QUOTED TEXT >>
◇ ◇ ◇ ◇ ◇
Being in a country so full of stunning nature, always near a beach and rarely with an empty wallet, Aussies love to spend their free time on outdoor activities. Surfing is as popular as skiing is in Europe (it’s funny seeing surfing schools for kids while you’re relaxing at the beach), and camping’s a big thing. But don’t think Australians love to take their heavy gear and go hardcore bush trekking.

Whilst not everyone gets to this level, for some the ultimate camping means parking the ute 5 meters from the desired camping spot and recreating their apartment there with camping chairs, camping tables, camping canopy, camping fans, sometimes even a camping TV set and god-of-consumption knows what else. And of course an eski full of beers. Did I mention that Australia is full of public, free-to-use electric barbecues?

Public 'barbies' can be a blessing to weary travellers

Public ‘barbies’ can be a blessing to weary travellers like Wendy and Tommi 🙂

Moreover, Australian market is very overpriced. Traders make excuses that the country has a small market and similar stuff. But they just manipulate average customers into buying things that elsewhere are really from the top shelf, tricking them into a false sense that there’s no solutions that are affordable and at the same time of high quality.
◇ ◇ ◇ ◇ ◇
ENTRIES PROVIDED >>

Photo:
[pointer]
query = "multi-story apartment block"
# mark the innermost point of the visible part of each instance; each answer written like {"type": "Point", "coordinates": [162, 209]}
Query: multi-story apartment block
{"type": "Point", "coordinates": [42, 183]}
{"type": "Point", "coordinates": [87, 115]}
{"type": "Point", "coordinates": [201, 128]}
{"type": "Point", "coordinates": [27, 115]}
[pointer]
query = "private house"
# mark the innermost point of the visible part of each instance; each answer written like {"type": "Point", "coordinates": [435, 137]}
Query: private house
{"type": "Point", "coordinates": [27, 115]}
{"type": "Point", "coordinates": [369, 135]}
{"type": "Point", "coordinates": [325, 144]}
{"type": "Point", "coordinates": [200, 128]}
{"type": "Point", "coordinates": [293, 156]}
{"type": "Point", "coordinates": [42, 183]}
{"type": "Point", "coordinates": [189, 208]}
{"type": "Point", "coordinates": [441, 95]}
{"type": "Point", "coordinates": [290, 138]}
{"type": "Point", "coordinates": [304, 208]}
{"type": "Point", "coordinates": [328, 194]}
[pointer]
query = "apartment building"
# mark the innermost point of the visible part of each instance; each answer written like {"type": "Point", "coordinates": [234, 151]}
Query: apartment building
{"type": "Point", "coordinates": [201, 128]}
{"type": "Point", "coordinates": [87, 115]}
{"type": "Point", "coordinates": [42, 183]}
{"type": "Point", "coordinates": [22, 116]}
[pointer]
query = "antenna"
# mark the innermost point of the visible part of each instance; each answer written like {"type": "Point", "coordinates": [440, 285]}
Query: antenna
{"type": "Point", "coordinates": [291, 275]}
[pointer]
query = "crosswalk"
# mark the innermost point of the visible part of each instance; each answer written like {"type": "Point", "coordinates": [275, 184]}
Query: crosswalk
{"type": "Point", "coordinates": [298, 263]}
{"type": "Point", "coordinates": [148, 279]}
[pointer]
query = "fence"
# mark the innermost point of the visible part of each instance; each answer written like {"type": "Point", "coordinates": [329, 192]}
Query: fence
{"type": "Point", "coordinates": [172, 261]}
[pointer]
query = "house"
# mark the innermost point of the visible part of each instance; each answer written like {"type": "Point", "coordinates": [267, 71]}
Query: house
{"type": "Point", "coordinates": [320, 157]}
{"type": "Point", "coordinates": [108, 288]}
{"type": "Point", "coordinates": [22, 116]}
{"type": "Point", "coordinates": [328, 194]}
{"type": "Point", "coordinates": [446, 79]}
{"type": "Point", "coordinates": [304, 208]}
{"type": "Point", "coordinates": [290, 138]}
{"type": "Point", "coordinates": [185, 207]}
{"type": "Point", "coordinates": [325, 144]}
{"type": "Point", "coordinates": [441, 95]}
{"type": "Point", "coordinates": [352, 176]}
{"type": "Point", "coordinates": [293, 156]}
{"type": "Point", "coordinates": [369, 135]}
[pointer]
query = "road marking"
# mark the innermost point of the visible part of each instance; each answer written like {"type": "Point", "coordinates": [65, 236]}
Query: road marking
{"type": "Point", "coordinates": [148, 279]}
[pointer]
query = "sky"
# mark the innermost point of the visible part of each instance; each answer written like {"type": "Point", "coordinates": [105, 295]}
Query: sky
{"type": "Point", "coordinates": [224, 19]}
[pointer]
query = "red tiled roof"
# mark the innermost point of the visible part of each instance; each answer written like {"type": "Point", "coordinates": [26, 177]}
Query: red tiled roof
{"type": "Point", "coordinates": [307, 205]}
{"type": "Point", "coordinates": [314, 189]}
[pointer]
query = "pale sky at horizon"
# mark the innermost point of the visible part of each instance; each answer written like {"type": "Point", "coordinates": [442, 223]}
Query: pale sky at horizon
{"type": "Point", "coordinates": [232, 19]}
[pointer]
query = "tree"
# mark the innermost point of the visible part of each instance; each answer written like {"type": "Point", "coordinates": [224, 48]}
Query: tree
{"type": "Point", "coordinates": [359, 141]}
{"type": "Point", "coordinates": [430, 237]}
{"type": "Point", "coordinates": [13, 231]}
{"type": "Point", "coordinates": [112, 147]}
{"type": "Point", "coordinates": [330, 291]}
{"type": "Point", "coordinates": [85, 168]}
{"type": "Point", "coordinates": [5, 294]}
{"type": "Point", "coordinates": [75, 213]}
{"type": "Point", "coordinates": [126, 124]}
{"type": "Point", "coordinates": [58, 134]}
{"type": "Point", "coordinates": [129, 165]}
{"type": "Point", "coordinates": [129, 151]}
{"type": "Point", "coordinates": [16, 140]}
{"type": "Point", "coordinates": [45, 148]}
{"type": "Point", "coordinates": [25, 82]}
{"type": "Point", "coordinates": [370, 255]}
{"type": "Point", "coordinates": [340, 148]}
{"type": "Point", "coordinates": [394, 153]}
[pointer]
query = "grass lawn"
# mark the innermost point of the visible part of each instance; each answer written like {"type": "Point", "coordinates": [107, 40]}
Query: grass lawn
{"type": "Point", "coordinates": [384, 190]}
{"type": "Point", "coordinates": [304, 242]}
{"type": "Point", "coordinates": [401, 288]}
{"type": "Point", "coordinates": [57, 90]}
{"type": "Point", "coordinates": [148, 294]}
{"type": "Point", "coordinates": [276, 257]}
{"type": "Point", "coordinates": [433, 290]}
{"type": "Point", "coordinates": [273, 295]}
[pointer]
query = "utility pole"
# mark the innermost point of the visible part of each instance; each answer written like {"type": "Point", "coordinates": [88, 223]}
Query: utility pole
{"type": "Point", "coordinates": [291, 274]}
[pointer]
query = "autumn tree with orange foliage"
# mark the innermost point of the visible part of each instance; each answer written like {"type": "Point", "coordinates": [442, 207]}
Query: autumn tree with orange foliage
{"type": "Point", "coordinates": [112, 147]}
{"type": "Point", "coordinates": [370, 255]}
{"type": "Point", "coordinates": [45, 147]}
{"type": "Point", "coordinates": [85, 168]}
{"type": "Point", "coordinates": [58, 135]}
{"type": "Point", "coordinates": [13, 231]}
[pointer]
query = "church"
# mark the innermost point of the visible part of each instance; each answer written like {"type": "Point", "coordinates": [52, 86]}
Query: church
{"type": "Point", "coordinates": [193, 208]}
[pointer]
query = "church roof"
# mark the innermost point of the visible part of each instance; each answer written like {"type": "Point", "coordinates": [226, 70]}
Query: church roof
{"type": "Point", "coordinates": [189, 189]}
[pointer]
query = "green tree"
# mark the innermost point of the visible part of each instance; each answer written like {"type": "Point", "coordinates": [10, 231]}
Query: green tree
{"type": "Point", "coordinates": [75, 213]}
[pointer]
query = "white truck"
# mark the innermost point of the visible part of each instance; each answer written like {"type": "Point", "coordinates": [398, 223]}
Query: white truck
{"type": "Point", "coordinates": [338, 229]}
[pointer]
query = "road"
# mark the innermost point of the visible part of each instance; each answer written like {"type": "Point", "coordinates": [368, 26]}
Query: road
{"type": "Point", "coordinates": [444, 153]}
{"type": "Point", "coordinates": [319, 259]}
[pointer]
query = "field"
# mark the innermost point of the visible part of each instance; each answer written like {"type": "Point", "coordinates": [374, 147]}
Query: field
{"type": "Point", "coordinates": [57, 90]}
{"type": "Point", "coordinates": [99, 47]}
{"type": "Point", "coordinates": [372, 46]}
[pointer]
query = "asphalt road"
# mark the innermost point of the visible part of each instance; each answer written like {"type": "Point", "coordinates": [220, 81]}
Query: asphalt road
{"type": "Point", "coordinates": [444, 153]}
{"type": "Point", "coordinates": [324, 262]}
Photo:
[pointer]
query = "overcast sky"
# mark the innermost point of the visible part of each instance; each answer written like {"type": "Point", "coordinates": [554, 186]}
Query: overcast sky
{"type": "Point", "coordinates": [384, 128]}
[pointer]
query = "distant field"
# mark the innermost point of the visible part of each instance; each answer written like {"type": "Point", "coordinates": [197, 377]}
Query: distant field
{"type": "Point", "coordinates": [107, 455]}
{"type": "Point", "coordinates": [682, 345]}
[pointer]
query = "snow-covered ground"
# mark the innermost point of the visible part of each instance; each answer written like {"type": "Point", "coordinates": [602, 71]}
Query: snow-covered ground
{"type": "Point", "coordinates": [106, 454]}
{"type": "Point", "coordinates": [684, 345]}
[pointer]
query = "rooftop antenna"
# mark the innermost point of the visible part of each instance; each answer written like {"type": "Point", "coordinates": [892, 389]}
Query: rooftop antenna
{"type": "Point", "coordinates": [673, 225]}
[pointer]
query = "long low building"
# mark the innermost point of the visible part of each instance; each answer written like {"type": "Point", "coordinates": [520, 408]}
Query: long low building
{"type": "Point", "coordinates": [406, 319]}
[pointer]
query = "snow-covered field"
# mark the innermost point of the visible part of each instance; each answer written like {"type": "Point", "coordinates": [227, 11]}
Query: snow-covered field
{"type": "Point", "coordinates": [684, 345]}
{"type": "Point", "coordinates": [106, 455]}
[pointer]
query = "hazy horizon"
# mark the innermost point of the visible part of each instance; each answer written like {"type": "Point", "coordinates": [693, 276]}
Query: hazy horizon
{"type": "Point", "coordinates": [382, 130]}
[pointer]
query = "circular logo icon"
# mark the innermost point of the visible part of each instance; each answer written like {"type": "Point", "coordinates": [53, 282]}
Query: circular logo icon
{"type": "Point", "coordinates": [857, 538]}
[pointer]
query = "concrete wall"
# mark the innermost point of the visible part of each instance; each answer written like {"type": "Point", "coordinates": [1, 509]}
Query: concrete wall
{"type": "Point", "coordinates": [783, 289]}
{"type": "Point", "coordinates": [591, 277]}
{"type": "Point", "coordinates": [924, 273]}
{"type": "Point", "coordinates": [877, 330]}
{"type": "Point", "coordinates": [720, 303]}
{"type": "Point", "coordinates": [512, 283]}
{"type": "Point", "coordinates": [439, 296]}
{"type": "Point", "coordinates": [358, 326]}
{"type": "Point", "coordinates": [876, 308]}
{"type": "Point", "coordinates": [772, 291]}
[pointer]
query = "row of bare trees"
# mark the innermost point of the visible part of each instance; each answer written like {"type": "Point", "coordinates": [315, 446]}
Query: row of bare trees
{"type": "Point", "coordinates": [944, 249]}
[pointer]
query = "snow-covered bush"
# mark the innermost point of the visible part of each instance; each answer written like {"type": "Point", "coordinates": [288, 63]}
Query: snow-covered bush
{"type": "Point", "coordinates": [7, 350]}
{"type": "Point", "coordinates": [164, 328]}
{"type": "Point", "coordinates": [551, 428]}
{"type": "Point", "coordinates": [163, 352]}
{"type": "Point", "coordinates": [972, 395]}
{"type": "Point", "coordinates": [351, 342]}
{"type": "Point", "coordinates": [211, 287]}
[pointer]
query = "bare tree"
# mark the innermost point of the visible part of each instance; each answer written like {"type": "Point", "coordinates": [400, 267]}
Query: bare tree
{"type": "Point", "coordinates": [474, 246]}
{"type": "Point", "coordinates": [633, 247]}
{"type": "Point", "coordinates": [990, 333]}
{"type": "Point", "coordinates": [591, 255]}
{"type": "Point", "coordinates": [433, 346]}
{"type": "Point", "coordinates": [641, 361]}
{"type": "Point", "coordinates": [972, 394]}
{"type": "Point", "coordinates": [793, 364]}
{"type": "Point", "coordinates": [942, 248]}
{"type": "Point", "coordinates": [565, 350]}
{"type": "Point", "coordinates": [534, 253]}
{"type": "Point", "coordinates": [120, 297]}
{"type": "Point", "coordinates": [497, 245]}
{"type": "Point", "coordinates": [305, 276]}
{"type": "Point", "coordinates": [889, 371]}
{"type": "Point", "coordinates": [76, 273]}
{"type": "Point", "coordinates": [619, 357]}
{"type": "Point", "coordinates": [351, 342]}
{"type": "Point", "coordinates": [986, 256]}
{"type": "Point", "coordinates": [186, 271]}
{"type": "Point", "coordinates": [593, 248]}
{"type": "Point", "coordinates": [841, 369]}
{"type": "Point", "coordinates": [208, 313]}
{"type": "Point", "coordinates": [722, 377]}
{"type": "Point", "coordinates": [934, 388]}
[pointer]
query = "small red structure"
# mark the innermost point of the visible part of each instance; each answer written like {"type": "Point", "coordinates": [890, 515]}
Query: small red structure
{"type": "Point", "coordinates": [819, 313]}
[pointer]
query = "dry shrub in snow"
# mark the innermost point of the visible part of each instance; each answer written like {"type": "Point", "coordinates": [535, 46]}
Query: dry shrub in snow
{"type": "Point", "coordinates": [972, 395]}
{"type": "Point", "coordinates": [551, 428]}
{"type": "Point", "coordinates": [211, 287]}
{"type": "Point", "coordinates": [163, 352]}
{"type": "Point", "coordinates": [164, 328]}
◇ ◇ ◇ ◇ ◇
SET EXERCISE A >> According to the text on Australian outdoor life, which sport is as popular in Australia as skiing is in Europe?
SET EXERCISE B >> Translate this sentence from the text on Australian outdoor life into Spanish: "Traders make excuses that the country has a small market and similar stuff."
SET EXERCISE C >> Continue the text on Australian camping and prices, picking up after its last sentence.

WRITTEN ANSWER A >> Surfing.

WRITTEN ANSWER B >> Los comerciantes ponen como excusa que el país tiene un mercado pequeño y cosas por el estilo.

WRITTEN ANSWER C >>
Having their bank accounts full of money, when even the best food is affordable for almost everyone, Aussies don’t really realise how rich they are. Being so cut off from the rest of the world, they think they’re a normal country of average wealth. Thus, they surround themselves with heaps of stuff and don’t really care for it. If something’s broken – buy a new one, if you’ve got leftover food, even the most delicious and of highest quality – throw it away, we can buy more. That’s the stance that shocked me quite a few times down in Aussieland.

An example from my personal experience – an organisation where I volunteered. They were focusing on upcycling old stuff and providing it to the few people in Australia who need it but can’t afford it. At the same time, every day the volunteers where acting completely on the contrary to the philosophy towards they were working. After lunch they were throwing heaps of great food to the bin, instead of taking it home or giving it to the same people who might need it. It wouldn’t even come to their mind that someone might not afford a decent meal. That contrary is not only the ‘fault’ of Australia’s wealth, but also due to the fact the country is…

Land of the chosen

Getting a visa to Australia is not easy. Outsiders you meet here are mostly wealthy kids from rich countries (there’s heaps and heaps of German and French backpackers), not any less wealthy specialists, or the lucky refugees who weren’t sent by the Government of Australia to one of the concentration camps (I mean the original meaning of the word, not the Nazi kind of camps; still nasty places) in the middle of the Pacific.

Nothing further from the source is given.